- _Location labeling records_
◆ ◆ ◆

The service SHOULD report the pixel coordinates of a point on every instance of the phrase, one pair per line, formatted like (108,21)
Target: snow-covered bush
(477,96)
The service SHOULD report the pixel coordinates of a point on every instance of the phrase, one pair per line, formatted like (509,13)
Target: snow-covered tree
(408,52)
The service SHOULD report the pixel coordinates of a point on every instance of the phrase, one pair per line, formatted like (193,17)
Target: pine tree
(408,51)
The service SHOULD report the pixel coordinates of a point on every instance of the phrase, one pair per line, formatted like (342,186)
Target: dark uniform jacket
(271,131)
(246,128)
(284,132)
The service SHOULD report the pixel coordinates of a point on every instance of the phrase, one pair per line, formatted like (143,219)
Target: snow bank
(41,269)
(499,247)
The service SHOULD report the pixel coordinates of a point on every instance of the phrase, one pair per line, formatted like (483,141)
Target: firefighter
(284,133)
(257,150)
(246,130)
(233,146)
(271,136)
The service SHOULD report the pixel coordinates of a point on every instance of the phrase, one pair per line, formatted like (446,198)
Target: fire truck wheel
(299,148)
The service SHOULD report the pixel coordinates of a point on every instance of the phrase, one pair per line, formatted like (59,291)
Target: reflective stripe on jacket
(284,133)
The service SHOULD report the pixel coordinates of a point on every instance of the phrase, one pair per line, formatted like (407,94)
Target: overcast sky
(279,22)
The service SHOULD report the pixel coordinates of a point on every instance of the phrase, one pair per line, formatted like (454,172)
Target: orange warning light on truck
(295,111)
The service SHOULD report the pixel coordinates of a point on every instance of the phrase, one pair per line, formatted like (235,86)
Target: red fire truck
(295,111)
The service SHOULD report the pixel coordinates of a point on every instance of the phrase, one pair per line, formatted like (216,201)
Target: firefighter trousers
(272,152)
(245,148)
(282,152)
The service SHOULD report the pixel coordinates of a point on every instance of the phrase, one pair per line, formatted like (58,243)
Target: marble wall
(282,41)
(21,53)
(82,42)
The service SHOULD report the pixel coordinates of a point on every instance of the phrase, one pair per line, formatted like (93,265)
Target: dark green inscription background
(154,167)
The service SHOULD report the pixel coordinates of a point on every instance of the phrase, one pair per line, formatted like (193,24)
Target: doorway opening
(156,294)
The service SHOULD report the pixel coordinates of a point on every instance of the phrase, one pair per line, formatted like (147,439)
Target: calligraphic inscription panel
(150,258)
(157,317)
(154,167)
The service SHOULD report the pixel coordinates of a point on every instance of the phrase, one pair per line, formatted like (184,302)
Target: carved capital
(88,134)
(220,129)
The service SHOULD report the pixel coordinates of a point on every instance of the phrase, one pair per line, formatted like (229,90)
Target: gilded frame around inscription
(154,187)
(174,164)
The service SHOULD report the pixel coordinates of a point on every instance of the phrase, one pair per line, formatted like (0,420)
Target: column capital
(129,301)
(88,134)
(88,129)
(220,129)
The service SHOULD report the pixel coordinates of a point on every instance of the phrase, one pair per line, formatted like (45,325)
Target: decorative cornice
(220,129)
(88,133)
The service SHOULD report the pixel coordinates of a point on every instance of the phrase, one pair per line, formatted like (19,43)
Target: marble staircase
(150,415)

◆ ◆ ◆

- _Your goal_
Copy the records above, changing each "marble" to "stone" and leaving everything else the same.

- _Reply_
The service SHOULD report the pixel coordinates of a point on every instance of the phrase, one pair per line, formatted like (108,21)
Target: snow-covered bush
(477,96)
The service SHOULD report the pixel coordinates of a point on every instance of the phrase, one pair per line, formatted like (509,13)
Target: snow-covered tree
(408,52)
The service SHOULD report the pixel coordinates of a point on every instance of the phrase, one pair per line, formatted like (193,17)
Target: pine tree
(408,51)
The service SHOULD report the pixel coordinates of a point on every instance of the phrase, one pair per line, formatted like (342,186)
Target: dark uniform jacket
(271,131)
(246,128)
(284,132)
The service SHOULD report the pixel coordinates of a point on every instance of the phrase, one pair per line, formatted like (143,219)
Target: snow bank
(41,269)
(499,247)
The service SHOULD report the pixel coordinates of a point on every instance of the phrase, one pair per line, formatted like (483,141)
Target: firefighter
(284,133)
(257,150)
(246,130)
(233,146)
(271,136)
The service SHOULD report the pixel coordinates of a point on every instance of the phrase, one pair per line, formatted like (446,198)
Target: fire truck wheel
(299,148)
The service SHOULD report the pixel coordinates of a point on every instance of the phrase, one pair per line, formatted like (59,291)
Target: reflective stripe on jacket
(284,133)
The service SHOULD report the pixel coordinates of a point on every instance of the phrase, one pair per line, formatted like (407,94)
Target: overcast sky
(279,22)
The service SHOULD report the pixel coordinates of a point on every instance of the phrase, one pair per line, formatted like (454,172)
Target: orange warning light on truck
(295,111)
The service SHOULD report the pixel coordinates of a point on every instance of the phrase, one pair per line, formatted like (235,86)
Target: red fire truck
(295,111)
The service SHOULD report the pixel coordinates of a point on every instance of the phrase, one pair per line, formatted like (216,201)
Target: firefighter trousers
(272,152)
(245,148)
(282,152)
The service SHOULD report the pixel coordinates of a point on every instance of the phrase, one pair per line, formatted like (58,243)
Target: stone wall
(282,41)
(21,53)
(82,42)
The service SHOULD report the pixel coordinates of a point on every instance of the phrase, one pair per line, formatted like (93,265)
Target: dark green inscription background
(154,167)
The service SHOULD report the pixel coordinates of a point on every instance of the phrase, one pair per line, formatted like (193,24)
Target: doorway opening
(156,294)
The service SHOULD report the pixel coordinates of a point on every instance of the phrase, one pair per line, formatted like (147,439)
Target: calligraphic inscription panel
(150,258)
(157,317)
(154,167)
The service SHOULD report the pixel coordinates of a point on every instance of the phrase, one pair per line, formatted like (184,302)
Target: carved capital
(88,134)
(220,129)
The service SHOULD report the pixel coordinates of a point on every instance of the phrase, one pair per line, formatted like (229,90)
Target: gilded frame around inscription
(154,187)
(174,164)
The service SHOULD report the pixel coordinates of a point on every instance of the phrase, one pair per line, formatted like (0,420)
Target: column capital
(129,301)
(88,134)
(88,129)
(220,129)
The service SHOULD report the pixel coordinates of a point on every instance of the phrase, one pair per line, formatted like (45,325)
Target: decorative cornice
(220,129)
(88,133)
The service SHOULD report the pixel coordinates of a point on every instance of the phrase, one pair per line, formatted like (19,43)
Target: stone staircase
(150,415)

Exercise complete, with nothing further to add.